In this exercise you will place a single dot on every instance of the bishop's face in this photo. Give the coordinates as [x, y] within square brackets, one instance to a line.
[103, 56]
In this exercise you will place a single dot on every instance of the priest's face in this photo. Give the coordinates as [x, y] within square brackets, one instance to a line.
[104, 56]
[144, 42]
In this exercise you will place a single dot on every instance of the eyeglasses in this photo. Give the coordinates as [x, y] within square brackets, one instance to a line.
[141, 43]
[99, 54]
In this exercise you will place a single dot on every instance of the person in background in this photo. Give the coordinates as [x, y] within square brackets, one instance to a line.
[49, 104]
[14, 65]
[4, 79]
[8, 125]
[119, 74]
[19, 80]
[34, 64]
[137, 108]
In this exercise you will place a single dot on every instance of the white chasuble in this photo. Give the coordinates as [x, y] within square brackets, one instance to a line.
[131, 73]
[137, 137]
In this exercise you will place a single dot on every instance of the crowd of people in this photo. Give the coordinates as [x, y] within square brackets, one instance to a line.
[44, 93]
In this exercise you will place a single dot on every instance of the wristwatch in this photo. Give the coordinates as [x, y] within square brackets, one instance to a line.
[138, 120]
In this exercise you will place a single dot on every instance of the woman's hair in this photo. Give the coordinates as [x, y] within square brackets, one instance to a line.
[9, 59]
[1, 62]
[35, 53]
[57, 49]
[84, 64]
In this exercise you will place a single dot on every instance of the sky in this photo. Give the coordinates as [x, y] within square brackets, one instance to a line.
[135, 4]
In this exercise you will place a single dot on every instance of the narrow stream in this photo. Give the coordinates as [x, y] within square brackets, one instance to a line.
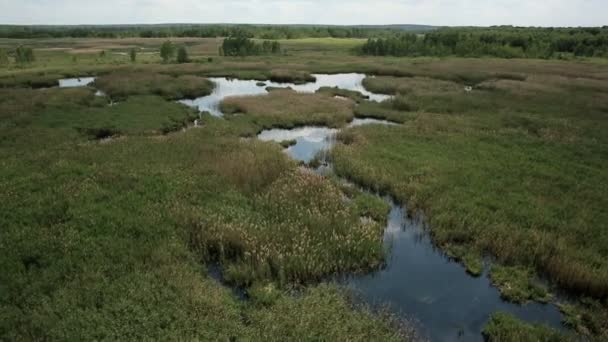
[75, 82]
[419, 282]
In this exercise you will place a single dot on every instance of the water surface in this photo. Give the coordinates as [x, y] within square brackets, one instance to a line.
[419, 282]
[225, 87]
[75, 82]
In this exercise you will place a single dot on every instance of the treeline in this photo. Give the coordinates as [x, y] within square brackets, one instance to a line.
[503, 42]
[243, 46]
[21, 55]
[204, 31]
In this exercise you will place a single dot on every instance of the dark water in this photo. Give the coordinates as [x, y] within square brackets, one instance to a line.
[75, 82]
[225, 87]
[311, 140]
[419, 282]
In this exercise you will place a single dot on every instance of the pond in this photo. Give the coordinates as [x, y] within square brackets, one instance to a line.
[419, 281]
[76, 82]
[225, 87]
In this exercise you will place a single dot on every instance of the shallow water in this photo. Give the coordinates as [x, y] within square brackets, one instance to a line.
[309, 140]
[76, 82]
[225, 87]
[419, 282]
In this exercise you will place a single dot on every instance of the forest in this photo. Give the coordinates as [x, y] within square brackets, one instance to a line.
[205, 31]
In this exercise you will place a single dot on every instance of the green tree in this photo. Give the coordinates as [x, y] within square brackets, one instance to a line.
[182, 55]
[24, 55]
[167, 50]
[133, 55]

───

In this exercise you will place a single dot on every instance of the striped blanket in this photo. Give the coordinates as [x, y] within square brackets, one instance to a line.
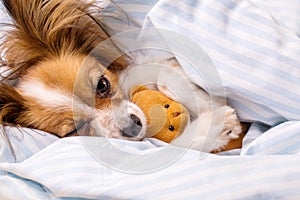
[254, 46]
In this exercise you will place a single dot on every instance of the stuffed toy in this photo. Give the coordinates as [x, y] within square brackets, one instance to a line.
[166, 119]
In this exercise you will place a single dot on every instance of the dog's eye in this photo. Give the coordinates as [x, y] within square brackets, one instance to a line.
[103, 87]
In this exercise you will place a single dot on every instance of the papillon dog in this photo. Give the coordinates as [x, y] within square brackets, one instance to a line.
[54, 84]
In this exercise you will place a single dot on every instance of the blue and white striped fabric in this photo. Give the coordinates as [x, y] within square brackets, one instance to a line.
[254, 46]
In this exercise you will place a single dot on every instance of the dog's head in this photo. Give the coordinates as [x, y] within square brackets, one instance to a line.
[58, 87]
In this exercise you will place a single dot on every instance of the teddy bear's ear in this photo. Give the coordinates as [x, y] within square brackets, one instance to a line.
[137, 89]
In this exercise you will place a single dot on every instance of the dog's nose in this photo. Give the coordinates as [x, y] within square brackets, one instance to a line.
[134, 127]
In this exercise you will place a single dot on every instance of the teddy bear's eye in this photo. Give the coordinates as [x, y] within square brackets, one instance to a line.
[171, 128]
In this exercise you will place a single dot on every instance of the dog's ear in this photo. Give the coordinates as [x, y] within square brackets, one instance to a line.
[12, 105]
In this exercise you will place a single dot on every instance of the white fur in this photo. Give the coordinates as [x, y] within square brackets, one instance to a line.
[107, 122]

───

SET EXERCISE – Pick out every line in the records above that contains the word "white" and copy each such line in full. Case counts.

TASK RESULT –
In this exercise you will place a single dot on every instance of the white chasuble in this photo. Give the coordinates as [x, y] within square brackets, one instance to a line.
In this exercise you will place a single dot on every instance of the blue and white striped fabric in this photo. Give the coordinates as [x, y] within square brackets, one instance to a line.
In this exercise you will place a single dot on every instance of the white fur in this photo. Give the coordinates as [x, y] within square brackets, one instance to a line.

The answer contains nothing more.